Count the lines in the records below that contain the string "Provide", with case counting, and reply with that number alone.

-------- Information supplied

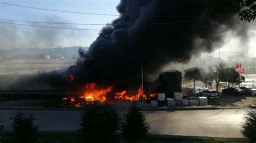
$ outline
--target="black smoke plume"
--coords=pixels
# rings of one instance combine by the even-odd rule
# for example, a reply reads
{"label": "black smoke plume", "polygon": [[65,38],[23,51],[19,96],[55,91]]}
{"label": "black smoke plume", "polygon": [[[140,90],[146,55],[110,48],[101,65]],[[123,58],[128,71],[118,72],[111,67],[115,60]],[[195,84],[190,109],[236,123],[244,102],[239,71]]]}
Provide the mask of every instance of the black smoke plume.
{"label": "black smoke plume", "polygon": [[68,72],[77,82],[120,84],[140,78],[142,65],[146,75],[212,51],[235,26],[221,25],[233,22],[232,15],[207,17],[206,1],[122,0],[119,17],[102,28],[88,51],[79,51],[81,58]]}

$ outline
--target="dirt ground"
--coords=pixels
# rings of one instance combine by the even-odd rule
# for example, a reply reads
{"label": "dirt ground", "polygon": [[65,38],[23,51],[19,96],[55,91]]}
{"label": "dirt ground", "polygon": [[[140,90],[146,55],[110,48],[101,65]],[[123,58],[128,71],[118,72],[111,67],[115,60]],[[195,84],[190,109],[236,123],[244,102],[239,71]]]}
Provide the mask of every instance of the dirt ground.
{"label": "dirt ground", "polygon": [[221,95],[219,96],[218,99],[209,99],[208,104],[209,105],[226,107],[246,108],[251,104],[256,104],[256,96]]}

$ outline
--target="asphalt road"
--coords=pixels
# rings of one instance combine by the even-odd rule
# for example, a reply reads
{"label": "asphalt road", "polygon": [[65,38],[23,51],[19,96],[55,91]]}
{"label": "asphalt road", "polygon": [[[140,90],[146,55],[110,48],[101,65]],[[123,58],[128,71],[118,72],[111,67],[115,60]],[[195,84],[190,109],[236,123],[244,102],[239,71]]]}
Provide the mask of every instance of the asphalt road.
{"label": "asphalt road", "polygon": [[[0,110],[4,131],[11,130],[10,118],[15,111]],[[226,138],[242,137],[245,113],[245,109],[145,112],[151,133]],[[79,128],[80,111],[37,110],[34,113],[35,123],[41,124],[41,131],[72,131]]]}

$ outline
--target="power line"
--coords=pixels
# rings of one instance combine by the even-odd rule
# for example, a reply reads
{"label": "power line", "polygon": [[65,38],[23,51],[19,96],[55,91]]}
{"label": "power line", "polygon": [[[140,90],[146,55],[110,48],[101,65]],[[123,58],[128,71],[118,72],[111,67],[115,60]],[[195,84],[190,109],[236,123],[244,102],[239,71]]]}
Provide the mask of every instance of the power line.
{"label": "power line", "polygon": [[[245,24],[245,23],[254,23],[254,22],[256,22],[256,21],[251,22],[243,22],[243,23],[231,23],[231,24],[215,24],[215,25],[218,25],[218,26],[233,25],[242,24]],[[68,30],[90,30],[90,31],[100,31],[100,30],[99,30],[99,29],[74,28],[65,28],[65,27],[59,27],[37,26],[37,25],[32,25],[23,24],[17,24],[17,23],[9,23],[9,22],[0,22],[0,23],[5,23],[5,24],[13,24],[13,25],[19,25],[28,26],[33,26],[33,27],[44,27],[44,28],[59,28],[59,29],[68,29]],[[144,29],[144,30],[134,30],[134,31],[163,31],[163,30],[173,30],[196,29],[196,28],[206,28],[206,27],[210,27],[210,26],[212,26],[212,25],[207,25],[207,26],[199,26],[199,27],[191,27],[173,28]]]}
{"label": "power line", "polygon": [[[239,17],[237,18],[240,18]],[[13,19],[0,19],[0,20],[6,20],[16,22],[25,22],[25,23],[42,23],[42,24],[65,24],[65,25],[112,25],[111,24],[93,24],[93,23],[52,23],[52,22],[35,22],[35,21],[27,21],[27,20],[17,20]],[[144,23],[143,25],[158,25],[158,24],[179,24],[179,23],[200,23],[207,22],[208,21],[187,21],[187,22],[170,22],[170,23]]]}
{"label": "power line", "polygon": [[111,24],[51,23],[51,22],[42,22],[17,20],[6,19],[0,19],[0,20],[1,20],[16,22],[25,22],[25,23],[33,23],[53,24],[89,25],[112,25],[112,24]]}
{"label": "power line", "polygon": [[[242,24],[245,24],[245,23],[254,23],[254,22],[256,22],[256,21],[251,22],[231,23],[231,24],[215,24],[215,25],[218,25],[218,26],[233,25]],[[164,30],[172,30],[197,29],[197,28],[206,28],[206,27],[208,27],[212,26],[213,25],[207,25],[207,26],[198,26],[198,27],[173,28],[163,28],[163,29],[144,29],[144,30],[136,30],[136,31],[164,31]]]}
{"label": "power line", "polygon": [[10,3],[3,3],[3,2],[0,2],[0,4],[12,5],[12,6],[19,6],[19,7],[23,7],[23,8],[30,8],[30,9],[33,9],[53,11],[57,11],[57,12],[68,12],[68,13],[78,13],[78,14],[85,14],[85,15],[100,15],[100,16],[119,16],[119,15],[96,13],[82,12],[77,12],[77,11],[71,11],[48,9],[44,9],[44,8],[36,8],[36,7],[17,5],[17,4],[10,4]]}
{"label": "power line", "polygon": [[[85,15],[99,15],[99,16],[120,16],[120,15],[113,15],[113,14],[104,14],[104,13],[90,13],[90,12],[77,12],[77,11],[65,11],[65,10],[54,10],[54,9],[44,9],[44,8],[36,8],[36,7],[32,7],[32,6],[25,6],[25,5],[17,5],[14,4],[10,4],[10,3],[3,3],[0,2],[0,4],[15,6],[19,6],[19,7],[23,7],[30,9],[38,9],[38,10],[48,10],[48,11],[57,11],[57,12],[67,12],[67,13],[77,13],[77,14],[85,14]],[[131,16],[131,17],[137,17],[138,16],[138,15],[125,15],[125,16]],[[228,16],[230,15],[218,15],[218,16]],[[201,15],[194,15],[194,16],[152,16],[151,17],[204,17]]]}
{"label": "power line", "polygon": [[64,27],[59,27],[37,26],[37,25],[13,23],[4,22],[0,22],[0,23],[5,23],[5,24],[8,24],[38,27],[43,27],[43,28],[58,28],[58,29],[68,29],[68,30],[78,30],[100,31],[100,30],[99,30],[99,29],[83,29],[83,28],[64,28]]}

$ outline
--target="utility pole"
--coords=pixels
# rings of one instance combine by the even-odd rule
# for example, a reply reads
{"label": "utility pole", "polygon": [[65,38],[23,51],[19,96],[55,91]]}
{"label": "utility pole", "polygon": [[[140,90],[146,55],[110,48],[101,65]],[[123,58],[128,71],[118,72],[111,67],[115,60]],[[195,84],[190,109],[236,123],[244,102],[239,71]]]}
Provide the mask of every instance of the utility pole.
{"label": "utility pole", "polygon": [[144,99],[143,99],[143,63],[142,62],[142,106],[144,106]]}
{"label": "utility pole", "polygon": [[219,58],[220,58],[220,48],[219,49]]}
{"label": "utility pole", "polygon": [[244,65],[245,65],[245,46],[246,46],[246,43],[244,43]]}

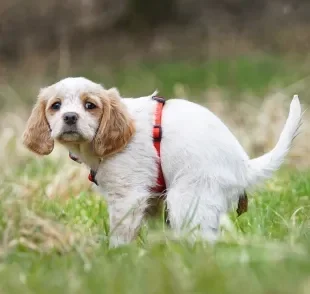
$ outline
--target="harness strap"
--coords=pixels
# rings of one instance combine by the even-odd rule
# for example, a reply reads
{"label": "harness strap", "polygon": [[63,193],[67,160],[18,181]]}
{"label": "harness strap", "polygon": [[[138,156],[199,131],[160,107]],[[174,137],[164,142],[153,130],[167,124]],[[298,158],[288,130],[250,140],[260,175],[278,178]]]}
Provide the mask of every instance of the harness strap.
{"label": "harness strap", "polygon": [[[162,193],[164,190],[166,190],[165,178],[163,175],[163,171],[161,168],[161,162],[160,162],[160,143],[162,139],[161,118],[162,118],[162,110],[165,105],[165,99],[162,97],[158,97],[158,96],[153,96],[152,99],[158,102],[156,106],[156,110],[155,110],[155,122],[153,125],[153,144],[154,144],[154,147],[158,155],[158,176],[157,176],[157,183],[156,183],[157,185],[152,188],[152,191],[157,192],[157,193]],[[69,152],[69,157],[72,160],[78,163],[81,163],[78,157],[73,155],[73,153],[71,152]],[[98,186],[98,183],[95,177],[96,177],[96,171],[91,169],[88,175],[88,179]],[[247,210],[248,210],[248,197],[247,197],[246,192],[244,192],[244,194],[239,197],[238,208],[237,208],[238,216],[247,212]]]}
{"label": "harness strap", "polygon": [[166,189],[165,178],[160,163],[160,143],[162,139],[162,126],[161,117],[163,107],[165,105],[165,99],[158,96],[153,96],[153,100],[157,101],[157,106],[155,110],[155,122],[153,126],[153,144],[158,155],[158,175],[157,175],[157,185],[152,188],[153,192],[161,193]]}

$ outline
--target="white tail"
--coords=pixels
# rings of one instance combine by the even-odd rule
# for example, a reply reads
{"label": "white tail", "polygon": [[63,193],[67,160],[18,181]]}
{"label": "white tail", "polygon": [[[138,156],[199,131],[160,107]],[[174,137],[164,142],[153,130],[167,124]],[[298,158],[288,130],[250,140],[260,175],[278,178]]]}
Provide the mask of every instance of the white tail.
{"label": "white tail", "polygon": [[268,153],[251,159],[248,162],[248,185],[253,186],[270,178],[274,171],[279,169],[287,155],[292,141],[298,134],[301,125],[301,107],[298,95],[294,95],[290,105],[290,112],[279,141]]}

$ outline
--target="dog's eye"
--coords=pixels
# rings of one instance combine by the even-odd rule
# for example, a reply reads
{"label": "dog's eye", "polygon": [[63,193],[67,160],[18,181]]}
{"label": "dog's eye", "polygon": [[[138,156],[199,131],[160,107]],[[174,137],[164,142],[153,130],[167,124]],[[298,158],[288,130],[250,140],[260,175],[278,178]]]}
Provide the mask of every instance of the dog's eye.
{"label": "dog's eye", "polygon": [[86,102],[85,103],[85,108],[86,109],[94,109],[96,108],[97,106],[94,104],[94,103],[91,103],[91,102]]}
{"label": "dog's eye", "polygon": [[59,110],[60,109],[60,106],[61,106],[61,103],[60,102],[55,102],[52,104],[51,108],[53,110]]}

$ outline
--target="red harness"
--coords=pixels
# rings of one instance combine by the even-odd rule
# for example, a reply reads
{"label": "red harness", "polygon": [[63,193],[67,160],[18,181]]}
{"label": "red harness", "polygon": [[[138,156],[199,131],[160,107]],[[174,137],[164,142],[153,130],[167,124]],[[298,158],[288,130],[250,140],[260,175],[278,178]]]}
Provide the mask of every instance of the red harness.
{"label": "red harness", "polygon": [[[155,110],[155,122],[153,125],[153,144],[154,144],[154,147],[158,155],[157,183],[156,183],[156,186],[152,188],[152,191],[156,193],[162,193],[166,190],[165,178],[163,175],[163,171],[161,168],[161,162],[160,162],[160,143],[162,139],[161,117],[162,117],[163,107],[165,105],[165,99],[162,97],[158,97],[158,96],[153,96],[152,99],[157,101],[157,106]],[[72,160],[80,163],[79,159],[75,157],[73,154],[71,154],[71,152],[69,152],[69,156]],[[96,177],[96,171],[91,169],[88,175],[88,179],[98,186],[98,183],[95,177]],[[238,208],[237,208],[238,216],[240,216],[242,213],[246,212],[247,210],[248,210],[248,197],[246,195],[246,192],[244,192],[244,195],[240,195],[239,197]]]}
{"label": "red harness", "polygon": [[[155,122],[153,126],[153,144],[158,155],[158,177],[156,186],[152,188],[152,191],[156,193],[161,193],[166,189],[165,178],[160,164],[160,142],[162,138],[161,116],[163,107],[165,105],[165,99],[157,96],[153,96],[152,99],[157,101],[157,106],[155,110]],[[80,163],[79,159],[76,156],[74,156],[71,152],[69,152],[69,157],[72,160]],[[96,171],[91,169],[88,175],[88,179],[98,186],[95,177],[96,177]]]}
{"label": "red harness", "polygon": [[157,106],[155,110],[155,123],[153,126],[153,144],[158,155],[158,175],[157,175],[157,185],[152,189],[153,192],[162,193],[166,190],[166,183],[164,174],[160,163],[160,142],[162,139],[162,127],[161,127],[161,117],[163,107],[165,105],[165,99],[162,97],[153,96],[153,100],[157,101]]}

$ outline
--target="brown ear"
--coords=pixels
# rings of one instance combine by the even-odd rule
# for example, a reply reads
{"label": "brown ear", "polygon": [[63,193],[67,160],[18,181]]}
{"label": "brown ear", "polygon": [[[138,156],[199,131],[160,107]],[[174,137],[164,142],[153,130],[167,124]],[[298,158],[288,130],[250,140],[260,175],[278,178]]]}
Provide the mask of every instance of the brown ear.
{"label": "brown ear", "polygon": [[23,134],[23,144],[39,155],[50,154],[54,149],[43,100],[39,99],[31,112]]}
{"label": "brown ear", "polygon": [[105,157],[123,150],[134,135],[135,127],[117,89],[104,91],[100,98],[103,112],[93,144],[96,155]]}

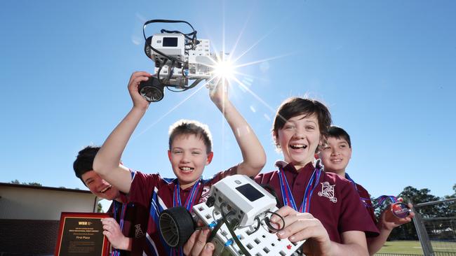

----------------

**Response to the task**
10